[Stored entries]
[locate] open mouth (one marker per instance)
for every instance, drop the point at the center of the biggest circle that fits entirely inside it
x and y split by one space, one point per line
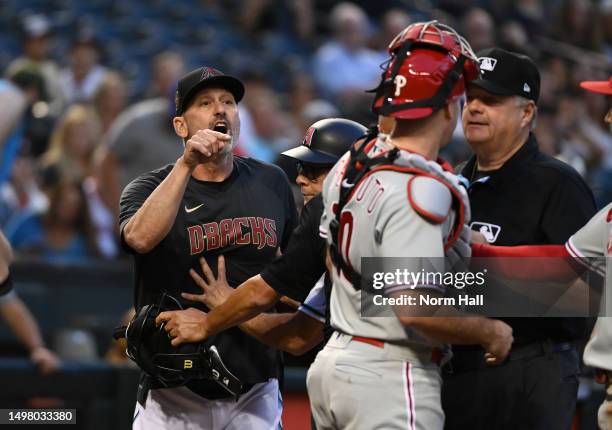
221 127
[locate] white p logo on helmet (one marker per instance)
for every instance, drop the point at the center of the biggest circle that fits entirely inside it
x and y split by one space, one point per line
400 82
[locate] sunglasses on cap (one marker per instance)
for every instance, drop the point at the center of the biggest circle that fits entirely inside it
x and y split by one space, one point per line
311 171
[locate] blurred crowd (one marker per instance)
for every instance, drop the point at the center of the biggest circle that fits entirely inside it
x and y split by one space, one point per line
77 124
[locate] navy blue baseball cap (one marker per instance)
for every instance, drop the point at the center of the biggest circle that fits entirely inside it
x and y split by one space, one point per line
508 73
202 77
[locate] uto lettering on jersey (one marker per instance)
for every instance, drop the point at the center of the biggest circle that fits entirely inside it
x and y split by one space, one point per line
256 231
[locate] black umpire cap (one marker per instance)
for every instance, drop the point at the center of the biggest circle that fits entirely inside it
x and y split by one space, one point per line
194 81
326 141
508 74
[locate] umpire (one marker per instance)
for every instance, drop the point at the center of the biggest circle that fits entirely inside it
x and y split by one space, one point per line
519 196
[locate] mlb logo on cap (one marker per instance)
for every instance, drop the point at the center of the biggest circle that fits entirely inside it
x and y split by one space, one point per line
508 73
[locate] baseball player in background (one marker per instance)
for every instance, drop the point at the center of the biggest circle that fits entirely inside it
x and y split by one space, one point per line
595 240
392 200
208 203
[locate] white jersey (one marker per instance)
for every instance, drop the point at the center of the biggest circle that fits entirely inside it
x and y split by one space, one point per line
591 244
381 220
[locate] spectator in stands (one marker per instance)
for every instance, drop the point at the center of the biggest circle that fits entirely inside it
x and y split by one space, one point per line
142 138
391 23
288 18
109 100
21 195
73 146
273 127
36 38
19 318
36 123
576 24
81 80
62 235
336 62
13 103
73 141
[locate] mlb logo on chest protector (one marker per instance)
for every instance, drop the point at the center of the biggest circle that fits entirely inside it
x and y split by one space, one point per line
487 63
489 231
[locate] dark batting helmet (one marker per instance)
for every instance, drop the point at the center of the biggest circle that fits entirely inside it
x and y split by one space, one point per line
326 141
429 67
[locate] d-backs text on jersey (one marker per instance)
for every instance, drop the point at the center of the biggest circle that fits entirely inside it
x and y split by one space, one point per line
256 231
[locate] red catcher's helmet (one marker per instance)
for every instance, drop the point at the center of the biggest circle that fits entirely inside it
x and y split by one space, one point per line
429 66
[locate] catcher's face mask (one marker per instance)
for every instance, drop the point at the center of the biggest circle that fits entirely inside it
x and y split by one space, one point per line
429 67
149 346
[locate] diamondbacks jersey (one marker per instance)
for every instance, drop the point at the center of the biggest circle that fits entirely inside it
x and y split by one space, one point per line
246 217
592 245
380 221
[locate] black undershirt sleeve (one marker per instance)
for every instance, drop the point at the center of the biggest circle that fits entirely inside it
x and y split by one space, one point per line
132 198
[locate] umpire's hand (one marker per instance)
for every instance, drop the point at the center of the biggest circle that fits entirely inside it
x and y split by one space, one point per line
187 326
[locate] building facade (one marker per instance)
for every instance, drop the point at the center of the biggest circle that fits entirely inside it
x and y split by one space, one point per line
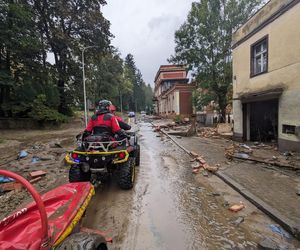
172 93
266 76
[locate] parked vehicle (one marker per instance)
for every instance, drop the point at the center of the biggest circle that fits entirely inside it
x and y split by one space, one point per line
100 156
52 221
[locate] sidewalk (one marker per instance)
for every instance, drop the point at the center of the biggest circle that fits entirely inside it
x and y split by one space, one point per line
271 189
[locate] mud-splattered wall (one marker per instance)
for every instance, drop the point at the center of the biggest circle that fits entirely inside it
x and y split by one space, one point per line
283 66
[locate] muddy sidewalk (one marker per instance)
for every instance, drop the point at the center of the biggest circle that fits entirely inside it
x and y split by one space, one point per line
45 151
277 188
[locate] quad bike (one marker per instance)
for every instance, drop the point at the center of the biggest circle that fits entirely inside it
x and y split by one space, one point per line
100 155
52 221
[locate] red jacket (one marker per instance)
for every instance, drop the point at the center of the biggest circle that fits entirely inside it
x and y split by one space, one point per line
106 119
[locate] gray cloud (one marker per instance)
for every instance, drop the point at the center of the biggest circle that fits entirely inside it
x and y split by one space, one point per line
145 28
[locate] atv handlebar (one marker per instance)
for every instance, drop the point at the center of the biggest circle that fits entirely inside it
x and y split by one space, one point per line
39 203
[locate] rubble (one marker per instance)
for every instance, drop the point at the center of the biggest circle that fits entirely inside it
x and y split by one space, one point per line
267 244
193 154
239 220
237 207
207 132
38 173
261 153
22 154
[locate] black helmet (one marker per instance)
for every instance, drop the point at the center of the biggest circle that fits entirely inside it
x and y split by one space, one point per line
103 106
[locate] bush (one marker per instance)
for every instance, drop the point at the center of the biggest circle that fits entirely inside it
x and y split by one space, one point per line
177 119
41 112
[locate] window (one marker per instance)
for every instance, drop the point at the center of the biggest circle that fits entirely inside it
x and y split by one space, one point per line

YOUR GOAL:
Each line in which the string "sidewalk" is found must be copied from the data.

ANSWER FOR THE TASK:
[locate] sidewalk (one marker per instance)
[locate] muddy sidewalk (one marker per instance)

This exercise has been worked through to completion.